Re: Proposal Virtual Reality "View Lock" Spec from Brandon Andrews on 2014-03-27 (public-webapps@w3.org from January to March 2014)

From: Brandon Andrews <warcraftthreeft@sbcglobal.net>
Date: Wed, 26 Mar 2014 23:50:39 -0700 (PDT)
To: Lars Knudsen <larsgk@gmail.com>, Brandon Jones <bajones@google.com>
Cc: "public-webapps@w3.org" <public-webapps@w3.org>
Message-ID: <1395903039.80846.YahooMailNeo@web181702.mail.ne1.yahoo.com>
>Brandon Jones:

>So there's a few things to consider regarding this. For one, I think your ViewEvent 
structure would need to look more like this:

>

>interface ViewEvent : UIEvent {
>    readonly attribute Quaternion orientation; // Where Quaternion is 4 floats. Prevents gimble lock.
>    readonly attribute float offsetX; // offset X from the calibrated center 0 in millimeters
>    readonly attribute float offsetY; // offset Y from the calibrated center 0 in millimeters
>    readonly attribute float offsetZ; // offset Z from the calibrated center 0 in millimeters
>    readonly attribute float accelerationX; // Acceleration along X axis in m/s^2
>    readonly attribute float accelerationY; // Acceleration along Y axis in m/s^2
>    readonly attribute float accelerationZ; // Acceleration along Z axis in m/s^2
>}
>
>
>You
 have to deal with explicit units for a case like this and not 
clamped/normalized values. What would a normalized offset of 1.0 mean? 
Am I slightly off center? At the other end of the room? It's meaningless without a frame of reference. Same goes 
for acceleration. You can argue that you can normalize to 1.0 == 9.8 
m/s^2 but the accelerometers will happily report values outside that 
range, and at that point you might as well just report in a standard
 unit.


I could see having explicit units for translation if the device could 
output them. The idea of normalized values (not talking about clamping) 
is to let the user set what they feel is the maximum movement they want 
the device to detect separate from the specific application. So for 
moving left and right you might calibrate the device such that -1 and 1 
is you leaning either way 15 cm from the center. Any program then that 
you load from the web would interpret those ranges the same.

As for quats for orientation there's no advantage over that than euler angles. You can use the euler angles to build a quaternion from which to use.I do have one question though. Would the ViewEvent need orientation, angular velocity and angular acceleration? What about a translation velocity?


> As for things like eye position and such, you'd want to query that 
separately (no sense in sending it with every device), along with other 
information about the device capabilities (Screen resolution, FOV, Lens 
distortion factors, etc, etc.) And you'll want to account for the 
scenario where there are more than one device connected to the browser.


Seems sensible if there's a lot of data or different update frequencies. So like an eye event. Could use pixels rather than a normalization there and let the pixel value go outside of the screen. I don't know why I used normalized coordinates there since screen resolution is known. You mention lens distortion factors. Are there well known variables for defining the lenses that a VR could provide the user or to the browser to automate the distortions without having custom shader logic provided by a driver?

• _GIVEN RECORDS_:

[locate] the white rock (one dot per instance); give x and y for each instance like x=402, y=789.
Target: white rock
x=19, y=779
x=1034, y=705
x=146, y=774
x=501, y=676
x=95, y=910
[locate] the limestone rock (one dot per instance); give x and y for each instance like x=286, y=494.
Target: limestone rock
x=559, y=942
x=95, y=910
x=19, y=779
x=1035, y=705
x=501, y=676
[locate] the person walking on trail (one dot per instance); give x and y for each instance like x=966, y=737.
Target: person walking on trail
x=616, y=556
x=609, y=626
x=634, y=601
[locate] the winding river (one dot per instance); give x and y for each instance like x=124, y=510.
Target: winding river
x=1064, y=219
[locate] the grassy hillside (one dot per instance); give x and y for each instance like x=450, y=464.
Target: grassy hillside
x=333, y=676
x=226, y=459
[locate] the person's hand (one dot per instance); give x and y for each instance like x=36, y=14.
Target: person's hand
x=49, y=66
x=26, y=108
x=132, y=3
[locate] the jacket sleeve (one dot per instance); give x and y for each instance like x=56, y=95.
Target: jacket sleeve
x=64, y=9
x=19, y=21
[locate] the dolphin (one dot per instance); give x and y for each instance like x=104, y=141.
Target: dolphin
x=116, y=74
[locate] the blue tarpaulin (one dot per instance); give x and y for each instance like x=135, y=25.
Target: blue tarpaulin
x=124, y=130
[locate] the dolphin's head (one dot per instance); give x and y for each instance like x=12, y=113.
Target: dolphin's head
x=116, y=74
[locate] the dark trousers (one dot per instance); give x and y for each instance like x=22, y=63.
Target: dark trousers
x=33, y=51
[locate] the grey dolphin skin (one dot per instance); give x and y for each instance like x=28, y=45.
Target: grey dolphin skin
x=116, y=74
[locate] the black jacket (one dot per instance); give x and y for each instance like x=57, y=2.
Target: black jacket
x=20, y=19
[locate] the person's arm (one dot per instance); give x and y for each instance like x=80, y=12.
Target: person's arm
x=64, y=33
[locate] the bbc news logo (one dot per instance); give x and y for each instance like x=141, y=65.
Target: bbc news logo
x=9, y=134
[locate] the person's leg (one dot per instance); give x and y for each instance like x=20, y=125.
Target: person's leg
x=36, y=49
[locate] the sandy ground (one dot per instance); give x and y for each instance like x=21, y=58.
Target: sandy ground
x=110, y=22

• _WHAT YOU WILL DO_: Retype the part of the view lock reply starting at "Re: Proposal Virtual" and ending at "23:50:39 -0700 (PDT)".

• _OUTPUT_:
Re: Proposal Virtual Reality "View Lock" Spec from Brandon Andrews on 2014-03-27 (public-webapps@w3.org from January to March 2014)

From: Brandon Andrews <warcraftthreeft@sbcglobal.net>
Date: Wed, 26 Mar 2014 23:50:39 -0700 (PDT)